Direction
Convert the material into a JSON list of strings, one string per line and no blank lines.
---
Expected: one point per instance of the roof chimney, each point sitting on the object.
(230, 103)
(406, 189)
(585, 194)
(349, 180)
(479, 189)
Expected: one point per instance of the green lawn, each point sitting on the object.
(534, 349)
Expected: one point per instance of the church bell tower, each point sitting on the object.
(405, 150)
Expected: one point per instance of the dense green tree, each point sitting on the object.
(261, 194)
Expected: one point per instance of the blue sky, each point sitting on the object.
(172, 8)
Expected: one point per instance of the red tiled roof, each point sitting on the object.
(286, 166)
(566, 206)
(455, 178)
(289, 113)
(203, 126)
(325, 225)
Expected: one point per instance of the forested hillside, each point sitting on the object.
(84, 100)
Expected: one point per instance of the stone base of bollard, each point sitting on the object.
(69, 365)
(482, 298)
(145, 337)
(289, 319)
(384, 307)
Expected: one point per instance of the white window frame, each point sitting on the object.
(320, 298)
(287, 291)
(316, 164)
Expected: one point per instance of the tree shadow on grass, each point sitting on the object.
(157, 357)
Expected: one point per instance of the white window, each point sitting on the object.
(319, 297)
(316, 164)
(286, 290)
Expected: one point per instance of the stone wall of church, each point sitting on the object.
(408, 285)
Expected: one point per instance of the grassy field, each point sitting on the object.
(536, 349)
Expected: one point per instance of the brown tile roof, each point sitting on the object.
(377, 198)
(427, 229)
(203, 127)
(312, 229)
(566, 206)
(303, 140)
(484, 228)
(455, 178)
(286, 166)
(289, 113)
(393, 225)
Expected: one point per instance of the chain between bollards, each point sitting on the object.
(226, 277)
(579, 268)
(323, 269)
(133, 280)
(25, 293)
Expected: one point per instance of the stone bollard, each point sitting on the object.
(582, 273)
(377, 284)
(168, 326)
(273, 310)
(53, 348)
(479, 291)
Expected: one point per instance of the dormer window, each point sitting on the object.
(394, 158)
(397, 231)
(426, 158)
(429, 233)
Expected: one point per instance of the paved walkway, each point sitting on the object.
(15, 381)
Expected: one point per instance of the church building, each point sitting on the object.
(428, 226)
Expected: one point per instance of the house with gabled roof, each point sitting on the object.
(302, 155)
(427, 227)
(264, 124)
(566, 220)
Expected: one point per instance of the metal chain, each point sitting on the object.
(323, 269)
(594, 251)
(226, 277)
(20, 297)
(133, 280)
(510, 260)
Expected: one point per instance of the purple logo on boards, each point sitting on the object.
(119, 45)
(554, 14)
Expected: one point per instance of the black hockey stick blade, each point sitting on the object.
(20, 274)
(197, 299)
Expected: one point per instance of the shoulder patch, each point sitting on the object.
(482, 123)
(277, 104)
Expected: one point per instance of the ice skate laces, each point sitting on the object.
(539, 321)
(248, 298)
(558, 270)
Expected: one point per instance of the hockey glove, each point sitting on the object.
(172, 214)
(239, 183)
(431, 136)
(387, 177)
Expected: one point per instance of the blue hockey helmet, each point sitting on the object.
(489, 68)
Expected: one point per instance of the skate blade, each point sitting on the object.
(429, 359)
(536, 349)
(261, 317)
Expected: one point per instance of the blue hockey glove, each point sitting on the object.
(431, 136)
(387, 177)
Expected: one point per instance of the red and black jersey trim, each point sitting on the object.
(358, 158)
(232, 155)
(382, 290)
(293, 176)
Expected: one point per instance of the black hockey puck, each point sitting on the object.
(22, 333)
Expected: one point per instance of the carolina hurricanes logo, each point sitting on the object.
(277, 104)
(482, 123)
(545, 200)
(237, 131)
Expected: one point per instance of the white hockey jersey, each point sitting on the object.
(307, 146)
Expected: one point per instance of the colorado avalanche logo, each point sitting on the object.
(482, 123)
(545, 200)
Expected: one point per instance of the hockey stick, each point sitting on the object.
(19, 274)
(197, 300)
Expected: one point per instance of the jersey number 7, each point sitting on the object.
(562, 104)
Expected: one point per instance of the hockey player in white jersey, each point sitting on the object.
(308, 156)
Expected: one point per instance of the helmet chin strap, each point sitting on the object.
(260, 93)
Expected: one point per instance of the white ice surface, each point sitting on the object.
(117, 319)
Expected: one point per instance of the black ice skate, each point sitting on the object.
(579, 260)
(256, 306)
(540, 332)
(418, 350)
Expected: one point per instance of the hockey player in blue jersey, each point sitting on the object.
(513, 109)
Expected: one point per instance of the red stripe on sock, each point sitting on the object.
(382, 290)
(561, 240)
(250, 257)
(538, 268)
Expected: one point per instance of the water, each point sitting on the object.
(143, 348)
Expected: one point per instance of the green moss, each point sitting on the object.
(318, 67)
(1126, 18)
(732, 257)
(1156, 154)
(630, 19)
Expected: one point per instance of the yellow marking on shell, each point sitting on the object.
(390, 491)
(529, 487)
---
Task output
[
  "Expected: one point per instance of the roof chimney, each point sitting on the object.",
  "(230, 103)",
  "(406, 189)",
  "(585, 194)",
  "(349, 180)",
  "(479, 189)",
  "Expected: one point per instance of the green lawn, each point sitting on the object.",
  "(534, 349)",
  "Expected: one point per instance of the church bell tower, each point sitting on the object.",
  "(405, 150)",
  "Expected: one point per instance of the dense green tree, each point sitting on the object.",
  "(261, 194)",
  "Expected: one point per instance of the blue sky, each point sitting on the object.",
  "(172, 8)",
  "Expected: one point per instance of the red tiled roof, each point sitting on the object.",
  "(286, 166)",
  "(566, 206)",
  "(455, 178)",
  "(289, 113)",
  "(203, 126)",
  "(325, 225)",
  "Expected: one point per instance of the forested hillside, each point sitting on the object.",
  "(84, 100)",
  "Expected: one point per instance of the stone base of bollard, each point sitting on the object.",
  "(69, 365)",
  "(482, 298)",
  "(145, 337)",
  "(289, 319)",
  "(384, 307)",
  "Expected: one point per instance of the white window frame, each point sitting on the object.",
  "(320, 298)",
  "(287, 291)",
  "(316, 164)",
  "Expected: one point per instance of the tree shadow on grass, each point sitting on the object.",
  "(157, 357)",
  "Expected: one point per instance of the white window, each point sitting on the object.",
  "(319, 297)",
  "(316, 164)",
  "(286, 290)",
  "Expected: one point per instance of the stone wall of church, each point sitting on the object.",
  "(408, 285)",
  "Expected: one point per instance of the grassy field, each point sitting on the object.",
  "(536, 349)",
  "Expected: one point per instance of the brown tile roof, each point sitting on the object.",
  "(377, 198)",
  "(427, 229)",
  "(203, 127)",
  "(312, 229)",
  "(566, 206)",
  "(303, 140)",
  "(484, 228)",
  "(455, 178)",
  "(286, 166)",
  "(289, 113)",
  "(393, 225)",
  "Expected: one point per instance of the chain between bollards, each point sitting on the object.",
  "(226, 277)",
  "(579, 268)",
  "(323, 269)",
  "(133, 280)",
  "(25, 293)",
  "Expected: one point per instance of the stone bollard, each point sitting on the object.",
  "(582, 273)",
  "(377, 284)",
  "(168, 326)",
  "(273, 310)",
  "(53, 348)",
  "(479, 291)",
  "Expected: one point per instance of the dormer window, each point sitting on the object.",
  "(394, 158)",
  "(397, 231)",
  "(426, 158)",
  "(429, 233)",
  "Expected: one point per instance of the paved walkway, each point sitting on the object.",
  "(15, 381)",
  "Expected: one point per instance of the church building, each point sitting on the object.",
  "(428, 226)",
  "Expected: one point per instance of the house with gabled roof, each point sitting on the object.",
  "(302, 155)",
  "(427, 227)",
  "(264, 124)",
  "(566, 220)",
  "Expected: one point per instance of the metal chain, each point sitting on the object.",
  "(323, 269)",
  "(594, 251)",
  "(226, 277)",
  "(20, 297)",
  "(133, 280)",
  "(510, 260)",
  "Expected: one point per instance of the purple logo on boards, each point sitting on the object.",
  "(119, 45)",
  "(554, 14)",
  "Expected: one point per instance of the black hockey stick blade, each point sitting on the object.",
  "(20, 274)",
  "(197, 299)",
  "Expected: one point per instance of the shoulder patch, each point sitting on the object.",
  "(482, 123)",
  "(277, 104)",
  "Expected: one point per instance of the ice skate laces, each point sitting on the object.",
  "(539, 321)",
  "(248, 298)",
  "(558, 270)",
  "Expected: one point per instance of the hockey glove, each point sitting on the object.",
  "(172, 214)",
  "(239, 183)",
  "(431, 136)",
  "(387, 177)",
  "Expected: one point per instance of the blue hockey helmet, each point sitting on the object.",
  "(489, 68)",
  "Expected: one point per instance of the skate blade, each point sitting on the object.",
  "(429, 359)",
  "(536, 349)",
  "(261, 317)",
  "Expected: one point per instance of the blue hockey glove, each point sitting on the object.",
  "(431, 136)",
  "(387, 177)",
  "Expected: one point per instance of the red and black jersey trim, each point sitting on the object.",
  "(358, 158)",
  "(232, 155)",
  "(382, 290)",
  "(293, 176)",
  "Expected: one point per instance of the black hockey puck, each point sitting on the object.",
  "(22, 333)",
  "Expected: one point per instance of the carolina hurricanes logo, each point sitting on the object.",
  "(277, 104)",
  "(482, 123)",
  "(545, 200)",
  "(237, 131)",
  "Expected: one point per instance of the white hockey jersey, each point sitting on the object.",
  "(307, 146)",
  "Expected: one point per instance of the colorado avalanche logo, each point sitting on the object.",
  "(482, 123)",
  "(545, 200)",
  "Expected: one point per instance of the hockey stick, each point sitting on the object.",
  "(19, 274)",
  "(197, 300)",
  "Expected: one point per instance of the jersey number 7, each point sitting on the object.",
  "(562, 104)",
  "Expected: one point per instance of the hockey player in white jersey, each point sitting on the object.",
  "(308, 156)",
  "Expected: one point per instance of the helmet chin strap, each point sitting on the object.",
  "(260, 93)",
  "Expected: one point per instance of the white ice surface, each point sitting on the object.",
  "(117, 319)",
  "Expected: one point per instance of the black ice skate, each point sitting on the object.",
  "(579, 260)",
  "(256, 306)",
  "(540, 332)",
  "(418, 350)",
  "Expected: one point per instance of the hockey player in blue jersey, each point sitting on the object.",
  "(513, 109)",
  "Expected: one point per instance of the red stripe on sock, each point sitting on the object.",
  "(382, 290)",
  "(561, 240)",
  "(250, 257)",
  "(538, 268)",
  "Expected: one point per instance of the water, each point sitting on the object.",
  "(143, 348)",
  "Expected: one point per instance of the green moss, each point sitting on the object.",
  "(318, 67)",
  "(1126, 18)",
  "(732, 257)",
  "(1156, 154)",
  "(630, 19)",
  "Expected: one point per instance of the yellow marking on shell, each point sitting on the object.",
  "(390, 491)",
  "(529, 487)"
]